■ WORK TO DO ■
Reproduce the data below word for word, leaving out the pictures.

■ Pointing entries for labeled objects ■

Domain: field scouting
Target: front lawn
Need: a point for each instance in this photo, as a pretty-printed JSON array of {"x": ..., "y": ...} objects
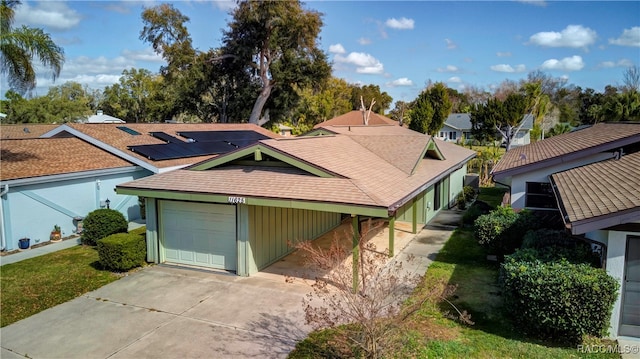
[
  {"x": 431, "y": 333},
  {"x": 39, "y": 283}
]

■ ANSWER TO THIS TASK ■
Domain: field scouting
Target: front lawn
Need: a point for each instance in this photo, as a pretty-printed JSON array of {"x": ..., "y": ...} objects
[
  {"x": 431, "y": 333},
  {"x": 39, "y": 283}
]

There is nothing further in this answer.